### [Stated goal]
Extract each line of the records below and reproduce it verbatim, changing nothing.

### [Dataset items]
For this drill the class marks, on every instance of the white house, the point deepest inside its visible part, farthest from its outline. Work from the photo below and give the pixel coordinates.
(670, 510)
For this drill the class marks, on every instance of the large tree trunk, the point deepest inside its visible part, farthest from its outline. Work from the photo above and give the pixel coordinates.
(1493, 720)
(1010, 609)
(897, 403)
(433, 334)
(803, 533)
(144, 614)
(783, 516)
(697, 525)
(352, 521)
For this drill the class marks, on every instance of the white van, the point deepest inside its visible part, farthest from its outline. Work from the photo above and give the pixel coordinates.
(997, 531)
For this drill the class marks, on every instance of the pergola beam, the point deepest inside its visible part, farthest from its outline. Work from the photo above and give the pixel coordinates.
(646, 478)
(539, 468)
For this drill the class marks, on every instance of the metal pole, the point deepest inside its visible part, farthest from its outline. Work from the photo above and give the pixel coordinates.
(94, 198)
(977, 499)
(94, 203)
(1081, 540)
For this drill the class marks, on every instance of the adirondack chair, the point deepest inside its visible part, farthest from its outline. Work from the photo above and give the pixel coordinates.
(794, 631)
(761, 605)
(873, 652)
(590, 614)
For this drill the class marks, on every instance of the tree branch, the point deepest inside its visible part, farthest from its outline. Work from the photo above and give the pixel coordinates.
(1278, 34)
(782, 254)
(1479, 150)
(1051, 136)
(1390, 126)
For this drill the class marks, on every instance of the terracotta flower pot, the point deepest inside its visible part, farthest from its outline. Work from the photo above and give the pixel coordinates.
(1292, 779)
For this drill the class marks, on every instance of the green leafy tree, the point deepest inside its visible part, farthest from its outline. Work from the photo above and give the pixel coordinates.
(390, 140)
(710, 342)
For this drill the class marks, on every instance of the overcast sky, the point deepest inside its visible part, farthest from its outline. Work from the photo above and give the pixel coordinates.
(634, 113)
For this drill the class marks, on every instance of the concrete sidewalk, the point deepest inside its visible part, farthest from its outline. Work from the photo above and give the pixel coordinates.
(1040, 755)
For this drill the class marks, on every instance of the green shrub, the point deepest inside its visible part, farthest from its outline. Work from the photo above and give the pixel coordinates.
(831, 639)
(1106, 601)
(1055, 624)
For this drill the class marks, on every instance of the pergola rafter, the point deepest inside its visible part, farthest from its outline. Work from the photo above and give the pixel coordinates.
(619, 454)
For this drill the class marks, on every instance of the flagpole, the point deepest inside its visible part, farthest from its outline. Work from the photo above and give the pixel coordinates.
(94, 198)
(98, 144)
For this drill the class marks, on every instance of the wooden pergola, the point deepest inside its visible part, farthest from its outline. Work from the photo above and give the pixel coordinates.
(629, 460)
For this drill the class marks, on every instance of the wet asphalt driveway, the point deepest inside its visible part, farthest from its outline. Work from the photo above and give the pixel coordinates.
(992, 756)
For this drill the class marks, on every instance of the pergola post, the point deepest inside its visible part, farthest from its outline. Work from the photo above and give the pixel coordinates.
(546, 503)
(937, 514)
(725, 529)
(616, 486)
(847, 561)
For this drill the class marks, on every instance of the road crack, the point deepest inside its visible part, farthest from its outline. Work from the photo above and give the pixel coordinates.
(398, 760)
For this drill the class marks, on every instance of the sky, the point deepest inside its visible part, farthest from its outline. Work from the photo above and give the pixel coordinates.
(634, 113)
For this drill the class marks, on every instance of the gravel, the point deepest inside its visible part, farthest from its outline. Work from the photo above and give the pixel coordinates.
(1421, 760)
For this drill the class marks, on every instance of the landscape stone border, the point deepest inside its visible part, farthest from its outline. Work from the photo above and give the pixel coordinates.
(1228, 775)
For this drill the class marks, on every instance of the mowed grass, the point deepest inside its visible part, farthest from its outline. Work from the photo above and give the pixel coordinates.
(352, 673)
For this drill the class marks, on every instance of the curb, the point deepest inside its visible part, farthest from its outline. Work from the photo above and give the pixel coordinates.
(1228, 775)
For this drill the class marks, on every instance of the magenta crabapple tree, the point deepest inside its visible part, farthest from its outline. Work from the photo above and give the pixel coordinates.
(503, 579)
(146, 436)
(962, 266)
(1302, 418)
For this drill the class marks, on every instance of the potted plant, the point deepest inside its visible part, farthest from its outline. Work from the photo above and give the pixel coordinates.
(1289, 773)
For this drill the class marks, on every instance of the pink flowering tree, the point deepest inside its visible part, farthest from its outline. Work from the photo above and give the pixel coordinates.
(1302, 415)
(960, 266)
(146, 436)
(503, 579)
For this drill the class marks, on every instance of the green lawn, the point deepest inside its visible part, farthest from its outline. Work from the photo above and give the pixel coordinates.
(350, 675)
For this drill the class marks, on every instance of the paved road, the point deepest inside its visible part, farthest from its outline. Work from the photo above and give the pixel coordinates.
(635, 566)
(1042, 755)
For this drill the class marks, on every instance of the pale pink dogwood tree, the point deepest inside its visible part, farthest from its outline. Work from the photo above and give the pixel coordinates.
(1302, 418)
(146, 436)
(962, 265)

### [Exercise output]
For this drill the class marks, on every instance of the white house, the point deepest inside its visible part, farthest from its outline. Work from the photo below and give the pixel coordinates.
(670, 510)
For this drill the class marks, on every instance of the large tree trunk, the point deepest inside its visible part, farthest from its outline. Work from the photo above and give the pixel coordinates.
(1493, 720)
(1010, 609)
(897, 403)
(433, 334)
(803, 533)
(144, 614)
(783, 516)
(697, 525)
(352, 521)
For this drill the class marks, on every instance of the white van, the point deepest inside its visible part, farthest from its outline. Work from the photo above and give the pixel coordinates.
(997, 531)
For this drill the class marks, on every instance of the pergola beam, the point deepest inside its visible part, farthest from its outline. Work from the photo above and give the pixel coordinates.
(646, 478)
(539, 468)
For this drill the class marks, on every instance of the metal pole, the point deepest inside its visible part, farthest from its outline. Work from the photo above and give the pixel coordinates.
(94, 198)
(977, 499)
(94, 203)
(1081, 540)
For this drill the class marks, on every instance of the adirondack chair, the point deepest inside its visible part, farthest from its outline. Work from the photo above and give the pixel coordinates.
(794, 631)
(761, 605)
(873, 652)
(590, 614)
For this drill the class marks, on every instance of the tree branch, the point deepest inside its visible part, farthest from its outline. Work from the photo above and give the pixel coordinates.
(1278, 34)
(782, 254)
(1479, 150)
(1051, 136)
(1390, 126)
For this drill the class marks, on every instance of the terracotta flower pot, the point deepest inside its visible part, farthest from its outline. Work from the photo above and give the pixel coordinates.
(1292, 779)
For this drill the class marks, on every instance of the green leafy tree, the point deepest inside its visible part, farthest from its outline. Work from the photo above and give the pixel coordinates.
(390, 140)
(710, 342)
For this drill the class marks, on every instance of the overcast sky, the point deepest inside its visible part, farthest from its outline. Work from the photo above and give the pixel coordinates.
(634, 113)
For this drill the class marks, on every instance of the concrete sidewalk, the point deepest inside its visible part, farthest from its outline. Work from the photo above and give the pixel coordinates.
(1040, 755)
For this drill the class marks, on every instance of the green shrub, the point deepest inside its visible part, farthest from its outline. Work from the photo above and give the pixel coordinates.
(831, 639)
(1106, 601)
(1055, 624)
For this drill the class marks, on every instance of the pergola rafter, the point deepest inside its visible part, farthest from its outline. Work from the photo above and give the pixel coordinates.
(619, 454)
For this drill the class marks, on every instance of the flagpole, the point deepest inside its visible part, farthest from its outline. Work from the photo above and give the pixel coordinates.
(94, 198)
(98, 144)
For this drill the class marks, on every instance of the wooden pergola, the point deepest inside its visible part, farthest from its outline. Work from the photo above and give the pixel coordinates.
(629, 460)
For this drill the class marks, on every instance of the wet asphalt driveway, the point deepest inside its visible part, farthest from its outline. Work from the photo above and give the pixel coordinates.
(992, 756)
For this drill the class marks, on every instance of the pergola post, the point deepest inside its visible part, farthest from its outline. Work from the photo above and give the pixel coordinates.
(546, 503)
(937, 514)
(725, 529)
(616, 486)
(847, 561)
For this drill the class marks, on every instance of the road crack, the point deepest inside its visible part, farthest from its outline. Work from the photo above and give the pixel coordinates.
(398, 760)
For this drill the class marks, on every instance of the sky, the point deepest inside its visible part, farthest from its outline. Work from the photo above and give the pixel coordinates.
(634, 113)
For this drill the class marks, on every instance of the gravel, the point deepest inside its visible part, farthest from its outline. Work from the photo above and give the pixel coordinates.
(1421, 760)
For this drill the class marks, on every instance of the landscape stone border, the point deepest inside its visible part, farthest from its outline. Work from the photo above and give the pixel coordinates.
(1228, 775)
For this drill the class marks, on every instance of the mowed grass, the point deepest inside its visible part, farthest from its outline. Work from the photo above and give the pixel coordinates.
(352, 673)
For this drill the class marks, on every instance of the curb, the point deepest inside its visible part, farthest from its outline. Work from the photo above and give the pixel coordinates.
(1228, 775)
For this drill the class marks, on every instance of the magenta crabapple tree, the point deepest inside its visible part, farthest from its outline. Work from the photo above and give the pixel coordinates.
(503, 579)
(146, 436)
(962, 266)
(1302, 418)
For this drill the class marks, on every instance of the potted plant, the point deepest inside its visible part, farthest from its outline. Work from the photo above and give the pixel coordinates.
(1289, 773)
For this drill the class marks, on every instance of the pink flowering tree, the point deepest inside its visible part, farthest from its outline. Work from the photo above and give the pixel coordinates.
(1302, 415)
(960, 266)
(146, 436)
(503, 579)
For this drill the class marks, on every instance of the green lawn, the point deepest inside its visible part, farthest from its outline. Work from the photo above and give the pixel coordinates.
(350, 675)
For this drill the class marks, on every instance of the paved road, the point deepest inside its visible part, farthest from its outline. Work from the photo above and give the pixel coordinates.
(635, 566)
(1042, 755)
For this drill the class marks, on every instance of the pale pink dogwood tree, the point deepest inside its visible part, farthest from its outline. Work from the photo above and give the pixel coordinates.
(1302, 418)
(146, 436)
(962, 265)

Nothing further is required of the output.